**Exercise**
Lay out the records as a Markdown table with the columns "Seq" and "Record Line," starting with the line that contains "Target = blonde hair" and going on through the line that contains "[(470, 768)]". Give each line its own numbered row and omit blank lines.
** START Dataset entries **
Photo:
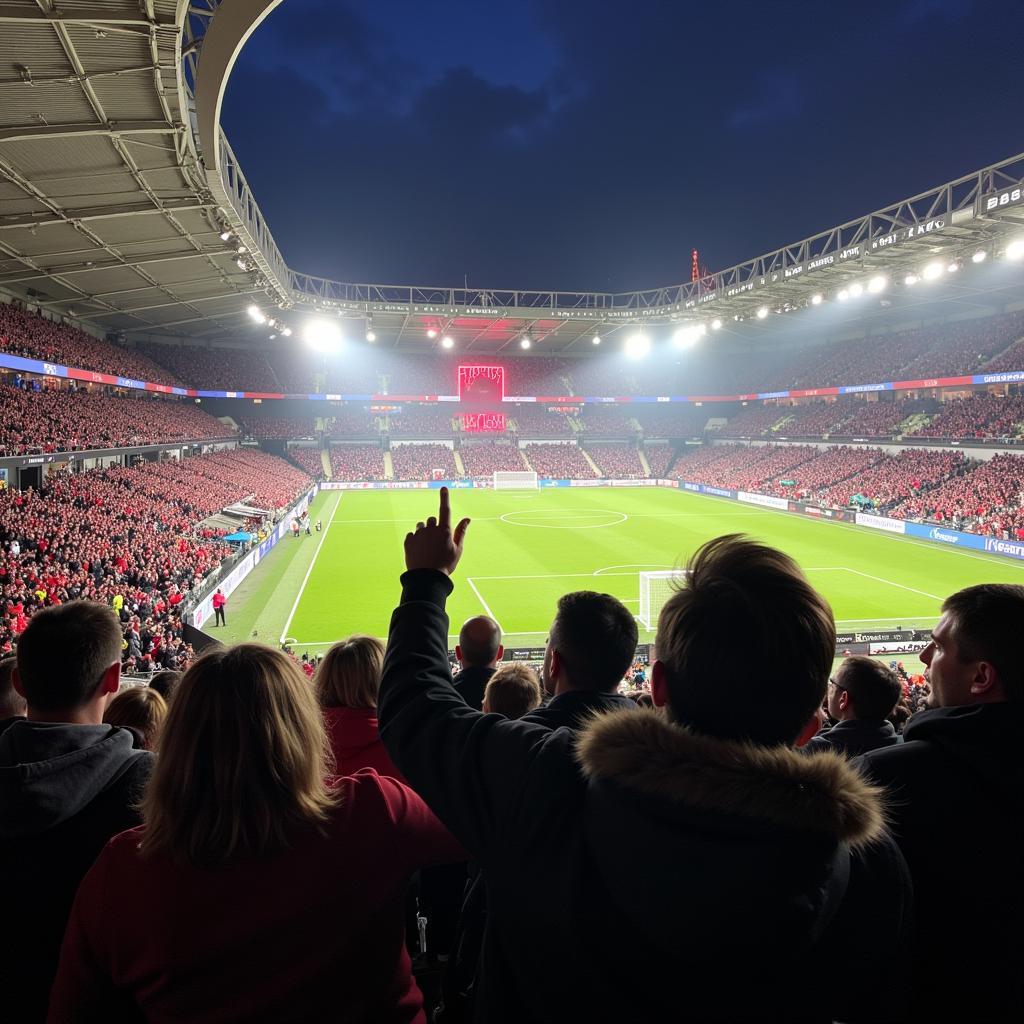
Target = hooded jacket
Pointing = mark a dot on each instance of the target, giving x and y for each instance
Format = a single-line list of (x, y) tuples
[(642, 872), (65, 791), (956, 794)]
** END Dataset entries **
** START Dataset entries **
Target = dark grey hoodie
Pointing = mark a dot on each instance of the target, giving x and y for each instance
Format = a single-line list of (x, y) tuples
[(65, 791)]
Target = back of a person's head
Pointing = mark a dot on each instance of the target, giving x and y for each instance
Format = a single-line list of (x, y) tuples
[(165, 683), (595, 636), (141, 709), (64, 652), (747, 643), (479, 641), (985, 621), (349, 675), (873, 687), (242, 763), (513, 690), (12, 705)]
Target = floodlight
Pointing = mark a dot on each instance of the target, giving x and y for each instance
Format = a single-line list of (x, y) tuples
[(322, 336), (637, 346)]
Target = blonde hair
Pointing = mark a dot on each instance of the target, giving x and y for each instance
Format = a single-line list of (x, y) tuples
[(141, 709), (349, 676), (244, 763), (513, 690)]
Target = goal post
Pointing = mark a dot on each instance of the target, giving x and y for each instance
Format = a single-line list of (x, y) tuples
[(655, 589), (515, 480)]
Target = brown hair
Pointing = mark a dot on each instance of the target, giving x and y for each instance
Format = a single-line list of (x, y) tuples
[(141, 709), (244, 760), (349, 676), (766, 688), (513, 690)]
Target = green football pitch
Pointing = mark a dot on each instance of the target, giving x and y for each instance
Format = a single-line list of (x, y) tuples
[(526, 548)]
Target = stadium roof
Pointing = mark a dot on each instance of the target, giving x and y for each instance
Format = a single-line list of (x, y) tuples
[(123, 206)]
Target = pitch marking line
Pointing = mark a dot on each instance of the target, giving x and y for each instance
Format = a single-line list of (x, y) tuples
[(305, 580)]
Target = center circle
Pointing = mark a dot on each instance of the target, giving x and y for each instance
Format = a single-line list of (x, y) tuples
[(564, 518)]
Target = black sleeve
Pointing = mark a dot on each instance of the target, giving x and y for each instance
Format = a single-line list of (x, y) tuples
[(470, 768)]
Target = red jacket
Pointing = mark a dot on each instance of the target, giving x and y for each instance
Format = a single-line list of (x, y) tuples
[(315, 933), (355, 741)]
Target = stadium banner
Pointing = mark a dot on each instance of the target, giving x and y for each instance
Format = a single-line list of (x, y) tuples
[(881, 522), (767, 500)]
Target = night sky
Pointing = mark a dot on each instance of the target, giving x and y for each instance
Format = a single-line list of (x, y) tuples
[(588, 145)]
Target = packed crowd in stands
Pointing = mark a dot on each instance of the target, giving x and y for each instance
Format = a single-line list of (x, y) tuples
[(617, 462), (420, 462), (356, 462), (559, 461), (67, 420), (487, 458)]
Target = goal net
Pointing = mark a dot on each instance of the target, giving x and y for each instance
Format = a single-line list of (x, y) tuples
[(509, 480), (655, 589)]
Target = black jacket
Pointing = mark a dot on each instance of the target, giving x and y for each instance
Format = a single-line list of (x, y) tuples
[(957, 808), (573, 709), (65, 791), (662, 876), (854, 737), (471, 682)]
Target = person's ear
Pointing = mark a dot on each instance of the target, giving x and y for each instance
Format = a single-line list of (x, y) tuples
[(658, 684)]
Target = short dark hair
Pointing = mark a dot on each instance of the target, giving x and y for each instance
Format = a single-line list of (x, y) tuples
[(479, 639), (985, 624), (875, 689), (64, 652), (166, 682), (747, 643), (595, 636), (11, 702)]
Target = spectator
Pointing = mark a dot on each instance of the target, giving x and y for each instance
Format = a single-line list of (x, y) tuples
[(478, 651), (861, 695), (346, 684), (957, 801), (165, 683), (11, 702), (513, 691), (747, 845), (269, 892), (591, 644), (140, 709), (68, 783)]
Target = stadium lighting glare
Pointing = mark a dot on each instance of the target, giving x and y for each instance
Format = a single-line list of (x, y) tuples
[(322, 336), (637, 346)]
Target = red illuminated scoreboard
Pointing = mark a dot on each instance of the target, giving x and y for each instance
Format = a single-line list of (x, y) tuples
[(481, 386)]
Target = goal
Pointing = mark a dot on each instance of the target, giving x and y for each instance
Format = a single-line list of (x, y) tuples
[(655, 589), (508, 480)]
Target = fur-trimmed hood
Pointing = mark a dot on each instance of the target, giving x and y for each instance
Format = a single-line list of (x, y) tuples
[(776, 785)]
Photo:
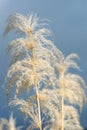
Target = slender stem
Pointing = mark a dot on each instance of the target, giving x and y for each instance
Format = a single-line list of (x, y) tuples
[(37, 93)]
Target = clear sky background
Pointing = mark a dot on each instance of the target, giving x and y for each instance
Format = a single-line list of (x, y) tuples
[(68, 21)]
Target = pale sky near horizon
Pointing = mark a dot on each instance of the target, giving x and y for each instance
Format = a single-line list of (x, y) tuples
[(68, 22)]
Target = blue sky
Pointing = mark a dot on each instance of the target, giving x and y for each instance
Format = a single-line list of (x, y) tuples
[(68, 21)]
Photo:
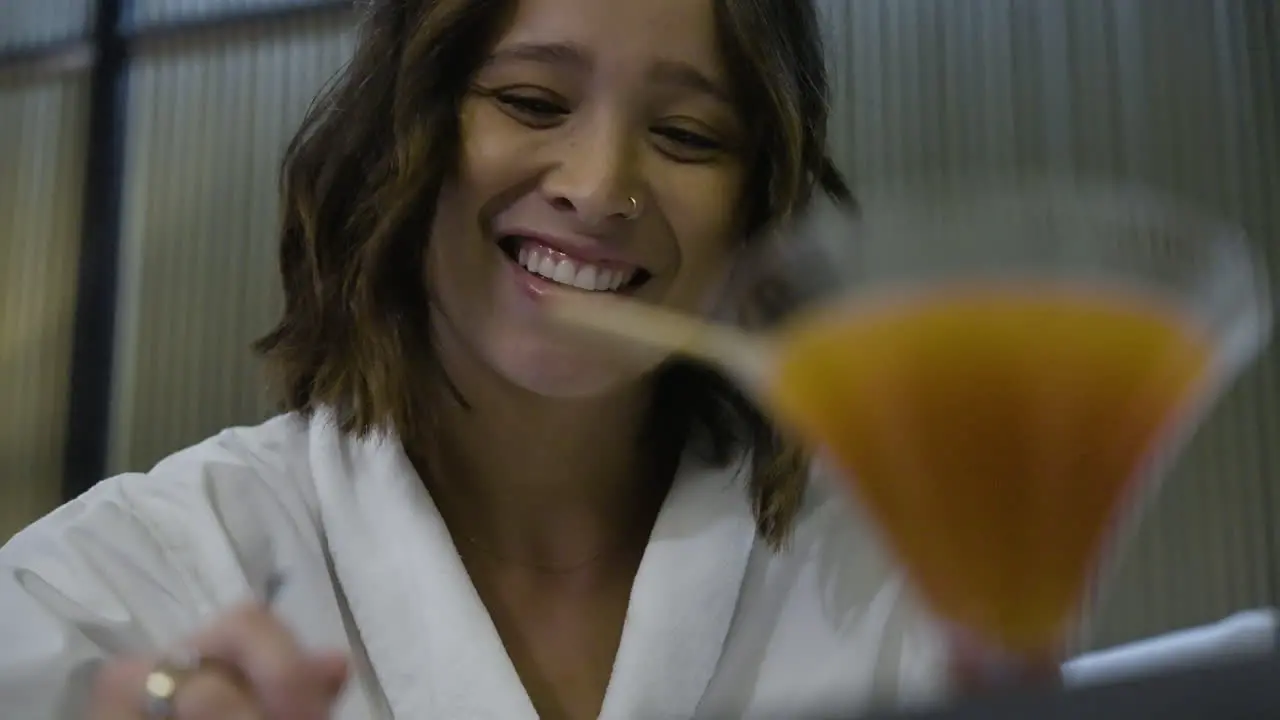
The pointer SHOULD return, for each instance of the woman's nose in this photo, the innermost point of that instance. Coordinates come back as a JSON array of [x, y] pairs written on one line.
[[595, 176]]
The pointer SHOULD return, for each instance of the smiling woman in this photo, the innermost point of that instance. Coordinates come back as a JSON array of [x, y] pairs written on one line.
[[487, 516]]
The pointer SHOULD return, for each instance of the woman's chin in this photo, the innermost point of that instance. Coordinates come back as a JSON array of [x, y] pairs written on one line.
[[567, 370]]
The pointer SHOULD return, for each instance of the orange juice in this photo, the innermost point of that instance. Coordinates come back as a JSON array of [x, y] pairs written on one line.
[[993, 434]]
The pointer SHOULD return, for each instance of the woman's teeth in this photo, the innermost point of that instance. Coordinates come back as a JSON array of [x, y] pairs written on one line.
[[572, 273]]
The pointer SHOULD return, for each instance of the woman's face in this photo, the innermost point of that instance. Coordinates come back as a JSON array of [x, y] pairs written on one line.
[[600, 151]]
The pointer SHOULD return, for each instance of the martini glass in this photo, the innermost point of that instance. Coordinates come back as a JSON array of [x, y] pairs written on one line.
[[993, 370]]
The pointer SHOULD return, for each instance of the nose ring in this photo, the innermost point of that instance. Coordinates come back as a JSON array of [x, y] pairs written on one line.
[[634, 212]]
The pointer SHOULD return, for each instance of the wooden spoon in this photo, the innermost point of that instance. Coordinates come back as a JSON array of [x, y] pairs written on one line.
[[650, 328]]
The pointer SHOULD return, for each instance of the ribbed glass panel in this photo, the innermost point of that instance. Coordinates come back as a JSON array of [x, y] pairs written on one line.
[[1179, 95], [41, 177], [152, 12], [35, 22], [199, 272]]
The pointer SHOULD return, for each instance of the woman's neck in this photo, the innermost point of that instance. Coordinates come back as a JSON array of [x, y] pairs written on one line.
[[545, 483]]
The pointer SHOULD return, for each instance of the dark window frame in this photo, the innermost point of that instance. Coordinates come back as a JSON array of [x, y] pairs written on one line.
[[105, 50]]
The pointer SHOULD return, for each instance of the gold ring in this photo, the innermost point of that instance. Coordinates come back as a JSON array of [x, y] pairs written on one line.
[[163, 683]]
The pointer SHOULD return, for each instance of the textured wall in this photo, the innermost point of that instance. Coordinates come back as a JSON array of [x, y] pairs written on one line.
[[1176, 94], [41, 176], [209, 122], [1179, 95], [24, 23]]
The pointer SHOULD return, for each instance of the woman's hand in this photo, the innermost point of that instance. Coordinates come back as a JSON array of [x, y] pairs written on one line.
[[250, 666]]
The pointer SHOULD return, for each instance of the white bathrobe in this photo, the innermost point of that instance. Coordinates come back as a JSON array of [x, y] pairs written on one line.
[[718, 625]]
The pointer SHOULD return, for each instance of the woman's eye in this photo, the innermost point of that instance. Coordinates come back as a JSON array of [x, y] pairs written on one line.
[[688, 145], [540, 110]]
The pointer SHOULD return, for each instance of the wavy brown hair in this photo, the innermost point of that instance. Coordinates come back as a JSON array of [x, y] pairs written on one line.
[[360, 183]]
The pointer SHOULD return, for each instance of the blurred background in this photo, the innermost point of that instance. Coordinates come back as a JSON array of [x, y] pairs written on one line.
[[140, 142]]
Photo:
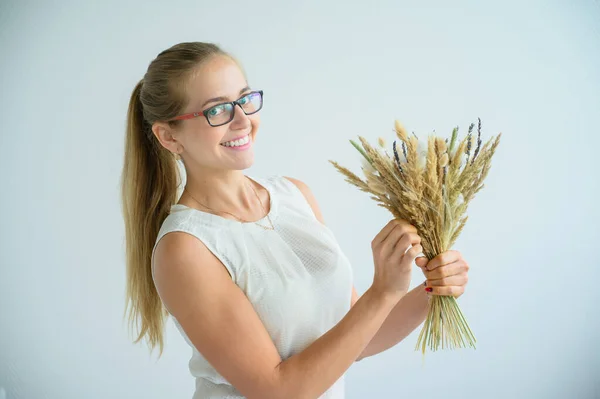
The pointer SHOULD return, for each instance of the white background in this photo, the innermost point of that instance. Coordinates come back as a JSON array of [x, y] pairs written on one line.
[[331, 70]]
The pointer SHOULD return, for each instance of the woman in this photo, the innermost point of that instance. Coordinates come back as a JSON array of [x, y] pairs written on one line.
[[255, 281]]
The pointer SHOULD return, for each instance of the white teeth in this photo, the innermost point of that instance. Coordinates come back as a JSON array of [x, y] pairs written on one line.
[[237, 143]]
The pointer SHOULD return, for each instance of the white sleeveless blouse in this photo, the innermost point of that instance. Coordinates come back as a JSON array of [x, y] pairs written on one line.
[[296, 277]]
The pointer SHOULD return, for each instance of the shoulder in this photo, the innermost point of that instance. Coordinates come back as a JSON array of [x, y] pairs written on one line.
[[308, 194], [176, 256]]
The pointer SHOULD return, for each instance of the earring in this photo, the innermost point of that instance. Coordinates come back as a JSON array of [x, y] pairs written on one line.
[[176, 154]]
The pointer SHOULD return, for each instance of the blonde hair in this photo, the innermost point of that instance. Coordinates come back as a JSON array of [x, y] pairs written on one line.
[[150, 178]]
** END Dataset entries **
**The result**
| Seq | Record Line |
|---|---|
| 1 | Target = blonde hair |
| 2 | Pointing = mark a dot on each instance of the target, giving x and y for each instance |
| 3 | Format = a single-line list of (x, y) tuples |
| 4 | [(141, 709), (349, 676), (244, 763), (513, 690)] |
| 5 | Target = goal post |
| 6 | Pointing = mark a dot on each instance of the target, giving x and y for each instance |
| 7 | Format = a single-line list of (x, y) tuples |
| 8 | [(655, 589), (515, 480)] |
| 9 | Target = brown hair |
| 10 | Pointing = mark a dot on each instance of the target, giving x and y for each instance |
| 11 | Format = a single-line list of (x, y) tuples |
| 12 | [(141, 709), (244, 760), (349, 676), (766, 688), (513, 690)] |
| 13 | Target = green football pitch |
| 14 | Pointing = mark a dot on each instance of the target, giving x and y for each instance |
| 15 | Format = a single-line list of (x, y) tuples |
| 16 | [(526, 548)] |
| 17 | Target = stadium roof |
| 18 | Pointing = mark a dot on each instance of the target, giving x and y for each instance |
| 19 | Format = a single-line list of (x, y) tuples |
| 20 | [(123, 206)] |
| 21 | Target = pitch marking line |
| 22 | Pointing = mark a dot on each instance of the target, giving x and y for each instance |
| 23 | Format = a single-line list of (x, y) tuples |
| 24 | [(305, 580)] |
| 25 | Target = center circle |
| 26 | Pointing = mark a dot on each instance of the target, giving x and y for each instance |
| 27 | Format = a single-line list of (x, y) tuples |
| 28 | [(564, 518)] |
| 29 | Target = black sleeve |
| 30 | Pointing = mark a dot on each instance of the target, giving x and y for each instance |
| 31 | Format = a single-line list of (x, y) tuples |
| 32 | [(470, 768)] |